─── DATA PROVIDED
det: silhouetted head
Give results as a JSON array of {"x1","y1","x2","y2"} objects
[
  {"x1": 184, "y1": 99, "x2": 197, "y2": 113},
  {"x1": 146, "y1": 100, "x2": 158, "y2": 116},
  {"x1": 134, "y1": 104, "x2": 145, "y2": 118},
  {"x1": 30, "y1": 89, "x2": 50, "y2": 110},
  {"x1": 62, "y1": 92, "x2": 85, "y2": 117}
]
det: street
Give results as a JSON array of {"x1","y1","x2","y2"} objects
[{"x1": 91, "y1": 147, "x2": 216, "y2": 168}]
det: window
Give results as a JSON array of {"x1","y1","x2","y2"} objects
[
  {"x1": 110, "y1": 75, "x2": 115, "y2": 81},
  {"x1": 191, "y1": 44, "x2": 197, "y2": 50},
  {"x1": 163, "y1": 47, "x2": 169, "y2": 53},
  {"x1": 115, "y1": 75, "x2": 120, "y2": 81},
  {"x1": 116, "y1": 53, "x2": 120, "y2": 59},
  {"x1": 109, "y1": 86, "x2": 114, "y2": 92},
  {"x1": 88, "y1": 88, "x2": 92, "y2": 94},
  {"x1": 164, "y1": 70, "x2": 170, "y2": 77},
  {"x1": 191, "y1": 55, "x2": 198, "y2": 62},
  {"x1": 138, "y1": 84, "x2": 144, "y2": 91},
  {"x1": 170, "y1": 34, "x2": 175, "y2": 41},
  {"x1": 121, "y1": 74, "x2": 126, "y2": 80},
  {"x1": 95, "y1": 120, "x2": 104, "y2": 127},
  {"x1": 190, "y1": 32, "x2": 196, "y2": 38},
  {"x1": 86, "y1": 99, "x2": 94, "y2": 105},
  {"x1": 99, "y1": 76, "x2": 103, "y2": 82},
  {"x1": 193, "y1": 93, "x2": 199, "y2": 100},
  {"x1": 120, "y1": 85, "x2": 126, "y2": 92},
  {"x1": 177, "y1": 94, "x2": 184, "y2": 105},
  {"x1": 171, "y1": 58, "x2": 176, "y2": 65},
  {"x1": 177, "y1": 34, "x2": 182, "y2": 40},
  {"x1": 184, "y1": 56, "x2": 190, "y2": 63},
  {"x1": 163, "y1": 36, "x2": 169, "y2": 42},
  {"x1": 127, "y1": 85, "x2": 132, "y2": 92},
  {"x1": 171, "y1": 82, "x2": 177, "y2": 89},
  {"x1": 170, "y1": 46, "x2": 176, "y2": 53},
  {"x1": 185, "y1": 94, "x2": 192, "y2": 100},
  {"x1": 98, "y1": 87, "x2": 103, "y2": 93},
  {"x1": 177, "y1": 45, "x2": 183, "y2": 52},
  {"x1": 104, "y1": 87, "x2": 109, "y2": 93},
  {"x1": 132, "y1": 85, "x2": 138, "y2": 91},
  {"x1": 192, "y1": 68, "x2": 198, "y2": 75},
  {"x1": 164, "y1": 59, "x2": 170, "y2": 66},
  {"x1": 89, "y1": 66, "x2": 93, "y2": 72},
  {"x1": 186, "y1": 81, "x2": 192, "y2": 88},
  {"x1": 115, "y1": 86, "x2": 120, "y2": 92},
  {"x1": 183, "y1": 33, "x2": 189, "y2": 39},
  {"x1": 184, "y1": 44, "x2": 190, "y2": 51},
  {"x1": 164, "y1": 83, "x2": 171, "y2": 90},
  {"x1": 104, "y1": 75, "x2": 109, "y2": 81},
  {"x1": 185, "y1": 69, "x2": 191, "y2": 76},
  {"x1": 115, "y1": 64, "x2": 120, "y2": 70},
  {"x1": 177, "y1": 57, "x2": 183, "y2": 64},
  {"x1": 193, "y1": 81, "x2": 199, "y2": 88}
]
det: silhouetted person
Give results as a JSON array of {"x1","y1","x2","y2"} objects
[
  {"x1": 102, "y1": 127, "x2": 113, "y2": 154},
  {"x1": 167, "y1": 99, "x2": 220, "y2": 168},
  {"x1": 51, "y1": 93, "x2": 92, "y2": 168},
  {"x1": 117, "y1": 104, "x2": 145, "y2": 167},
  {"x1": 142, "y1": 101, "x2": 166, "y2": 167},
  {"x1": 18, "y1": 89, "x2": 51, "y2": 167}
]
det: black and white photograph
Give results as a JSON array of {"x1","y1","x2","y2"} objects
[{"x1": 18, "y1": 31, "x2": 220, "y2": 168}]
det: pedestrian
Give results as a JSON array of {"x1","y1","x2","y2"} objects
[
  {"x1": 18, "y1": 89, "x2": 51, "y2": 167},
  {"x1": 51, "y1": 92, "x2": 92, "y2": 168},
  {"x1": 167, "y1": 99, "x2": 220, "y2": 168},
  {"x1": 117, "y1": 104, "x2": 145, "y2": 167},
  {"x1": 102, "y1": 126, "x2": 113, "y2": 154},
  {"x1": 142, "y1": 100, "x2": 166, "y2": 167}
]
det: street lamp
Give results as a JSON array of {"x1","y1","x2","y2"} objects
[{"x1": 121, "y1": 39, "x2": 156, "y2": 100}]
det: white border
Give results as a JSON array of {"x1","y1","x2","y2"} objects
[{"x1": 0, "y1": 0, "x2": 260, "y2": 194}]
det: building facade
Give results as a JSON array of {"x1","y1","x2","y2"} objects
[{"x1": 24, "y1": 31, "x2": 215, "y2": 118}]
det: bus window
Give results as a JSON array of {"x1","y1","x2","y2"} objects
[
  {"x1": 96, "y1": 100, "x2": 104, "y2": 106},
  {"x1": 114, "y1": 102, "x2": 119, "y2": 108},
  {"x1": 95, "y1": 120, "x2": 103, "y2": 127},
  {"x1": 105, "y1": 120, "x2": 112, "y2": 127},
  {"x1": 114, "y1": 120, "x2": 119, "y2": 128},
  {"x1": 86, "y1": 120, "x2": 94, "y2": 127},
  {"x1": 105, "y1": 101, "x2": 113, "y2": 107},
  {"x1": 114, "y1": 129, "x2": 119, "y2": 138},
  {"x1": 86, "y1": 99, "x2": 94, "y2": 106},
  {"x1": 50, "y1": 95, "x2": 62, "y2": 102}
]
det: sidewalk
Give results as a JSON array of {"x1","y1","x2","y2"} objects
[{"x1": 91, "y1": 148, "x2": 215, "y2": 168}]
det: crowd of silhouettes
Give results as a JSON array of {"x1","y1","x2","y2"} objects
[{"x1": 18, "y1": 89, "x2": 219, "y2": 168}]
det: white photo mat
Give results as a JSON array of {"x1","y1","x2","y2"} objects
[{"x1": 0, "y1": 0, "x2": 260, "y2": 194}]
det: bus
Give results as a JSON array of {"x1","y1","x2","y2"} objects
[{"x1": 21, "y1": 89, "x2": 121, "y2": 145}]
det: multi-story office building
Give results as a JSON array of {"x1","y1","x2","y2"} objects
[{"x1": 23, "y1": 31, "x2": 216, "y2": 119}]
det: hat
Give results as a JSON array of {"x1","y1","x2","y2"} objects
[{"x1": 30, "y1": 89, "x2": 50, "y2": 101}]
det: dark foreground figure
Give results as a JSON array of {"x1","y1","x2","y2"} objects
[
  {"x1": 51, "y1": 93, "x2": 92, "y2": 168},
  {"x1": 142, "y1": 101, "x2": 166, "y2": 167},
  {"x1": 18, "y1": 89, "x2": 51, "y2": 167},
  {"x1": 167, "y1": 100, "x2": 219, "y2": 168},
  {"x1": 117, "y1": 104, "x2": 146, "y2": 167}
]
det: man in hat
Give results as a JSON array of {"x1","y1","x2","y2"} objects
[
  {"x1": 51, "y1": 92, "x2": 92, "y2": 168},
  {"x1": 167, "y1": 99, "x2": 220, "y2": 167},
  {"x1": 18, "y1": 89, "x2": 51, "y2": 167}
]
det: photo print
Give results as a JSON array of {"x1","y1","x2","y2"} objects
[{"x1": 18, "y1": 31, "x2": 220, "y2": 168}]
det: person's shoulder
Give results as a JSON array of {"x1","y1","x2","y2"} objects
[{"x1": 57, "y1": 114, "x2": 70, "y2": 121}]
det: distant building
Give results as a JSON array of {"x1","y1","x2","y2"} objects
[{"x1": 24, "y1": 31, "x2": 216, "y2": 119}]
──────
WHAT THE TASK ASKS
Could you restate word for word the lines above, from the one that contains "det: photo print" through the one that contains "det: distant building", and no others?

ANSWER TO THE PROBLEM
det: photo print
Give results as a JSON array of {"x1","y1","x2","y2"} objects
[{"x1": 18, "y1": 31, "x2": 220, "y2": 168}]
det: person's shoulder
Give results as a JSON array of {"x1","y1","x2","y2"} objects
[{"x1": 57, "y1": 114, "x2": 70, "y2": 121}]
det: distant building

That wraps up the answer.